### De opgave
Herhaal letterlijk het stuk uit de passage over de OESO-richtlijnen van "Mevrouw Verburg (CDA)" tot en met "het komende SER-advies.".

Mevrouw Verburg (CDA) beklemtoonde dat het besef steeds vaker doordringt dat ondernemen meer is dan winstmaximalisatie. Terecht is er daarom bij het bedrijfsleven in toenemende mate aandacht voor de driedubbele basis van ondernemerschap, namelijk investeren in sociaal kapitaal, in natuurlijk kapitaal en in economisch kapitaal. De beweging die zich daardoor aangesproken voelt, groeit ook in Nederland stormachtig, wat zij toejuichte. In dat licht beschouwde zij de OESO-richtlijnen voor multinationale ondernemingen een stap in de goede richting, zeker nu enkele niet-OESO-lidstaten zich daarbij aansluiten. Mevrouw Verburg richtte zich op internationaal opererende bedrijven, gelet op het komende SER-advies.

De inhoud van de OESO-richtlijnen vond mevrouw Verburg veelbetekenend voor de ontwikkeling van nieuwe wegen in een globaliserende economie. Er moeten echter wel afspraken worden gemaakt, waaraan iedereen zich vrijwillig verbindt en daarop aanspreekbaar wil zijn. Zij vond dat een belangrijke rol daarin kan worden gespeeld door de Nationale contactpunten (NCP's). Het functioneren daarvan is volgens de staatssecretaris niet geweldig. Wat is zijn inzet in OESO-verband en in eigen land om dat te verbeteren? Welke inzet kiest hij op Europees niveau? Blijft de staatssecretaris op dit punt reactief en afwachtend opereren? Of wordt de slag gemaakt naar proactief? Mevrouw Verburg was voorstander van het laatste. Het NCP moet bedrijven stimuleren, uitdagen en waar nodig begeleiden bij het ontwikkelen en hanteren van gedragscodes en actief beleid inzake MVO. Zij hoopte dat de huidige richtlijnen zichtbaarder zullen zijn dan de vorige. De rol van de niet-gouvernementele organisaties (NGO's) is daarbij van belang. Dat er van tijd tot tijd overleg zal zijn met de NGO's, zoals de staatssecretaris zich voorneemt, vond mevrouw Verburg te mager. De NGO's moeten betrokken zijn bij de ontwikkeling van gedragscodes en het naleven daarvan. Van de door de NGO's opgebouwde deskundigheid zou gebruik moeten worden gemaakt. Zij zag voor de NGO's een rol weggelegd als luis in de pels van het bedrijfsleven, zij het onder de conditie dat zij zelf bereid zijn verantwoording af te leggen over de wijze van opereren.

(Verzamelde gegevensitems)
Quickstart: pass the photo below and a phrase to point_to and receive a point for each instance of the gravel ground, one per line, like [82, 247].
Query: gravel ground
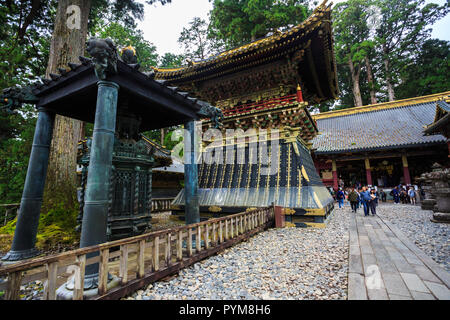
[432, 238]
[290, 263]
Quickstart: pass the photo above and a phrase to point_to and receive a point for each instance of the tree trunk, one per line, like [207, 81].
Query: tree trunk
[390, 87]
[162, 136]
[373, 98]
[68, 43]
[355, 83]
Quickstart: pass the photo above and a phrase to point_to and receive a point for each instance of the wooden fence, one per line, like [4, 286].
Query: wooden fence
[136, 261]
[161, 204]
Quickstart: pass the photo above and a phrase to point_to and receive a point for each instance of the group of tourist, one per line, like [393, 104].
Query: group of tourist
[368, 197]
[404, 194]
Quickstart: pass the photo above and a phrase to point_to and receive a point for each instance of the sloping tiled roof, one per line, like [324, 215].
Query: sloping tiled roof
[387, 126]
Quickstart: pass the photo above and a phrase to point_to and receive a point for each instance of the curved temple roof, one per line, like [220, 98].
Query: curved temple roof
[308, 46]
[380, 126]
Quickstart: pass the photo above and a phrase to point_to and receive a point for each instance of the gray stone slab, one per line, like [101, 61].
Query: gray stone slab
[440, 291]
[365, 246]
[401, 264]
[442, 274]
[381, 235]
[368, 260]
[377, 294]
[385, 263]
[422, 296]
[356, 287]
[426, 274]
[413, 282]
[355, 264]
[394, 284]
[354, 249]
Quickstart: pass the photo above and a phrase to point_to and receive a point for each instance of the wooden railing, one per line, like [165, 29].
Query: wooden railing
[161, 204]
[136, 261]
[257, 106]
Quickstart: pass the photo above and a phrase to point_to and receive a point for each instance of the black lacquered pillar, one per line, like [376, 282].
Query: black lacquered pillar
[95, 210]
[23, 246]
[192, 211]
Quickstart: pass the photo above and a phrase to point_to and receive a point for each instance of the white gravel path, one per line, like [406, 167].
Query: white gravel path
[432, 238]
[290, 263]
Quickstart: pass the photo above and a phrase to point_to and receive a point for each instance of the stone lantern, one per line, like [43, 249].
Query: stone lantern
[440, 189]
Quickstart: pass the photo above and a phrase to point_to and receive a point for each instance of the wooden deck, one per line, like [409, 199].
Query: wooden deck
[136, 261]
[385, 265]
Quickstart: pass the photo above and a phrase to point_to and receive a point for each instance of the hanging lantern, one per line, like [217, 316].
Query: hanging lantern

### Antwoord
Mevrouw Verburg (CDA) beklemtoonde dat het besef steeds vaker doordringt dat ondernemen meer is dan winstmaximalisatie. Terecht is er daarom bij het bedrijfsleven in toenemende mate aandacht voor de driedubbele basis van ondernemerschap, namelijk investeren in sociaal kapitaal, in natuurlijk kapitaal en in economisch kapitaal. De beweging die zich daardoor aangesproken voelt, groeit ook in Nederland stormachtig, wat zij toejuichte. In dat licht beschouwde zij de OESO-richtlijnen voor multinationale ondernemingen een stap in de goede richting, zeker nu enkele niet-OESO-lidstaten zich daarbij aansluiten. Mevrouw Verburg richtte zich op internationaal opererende bedrijven, gelet op het komende SER-advies.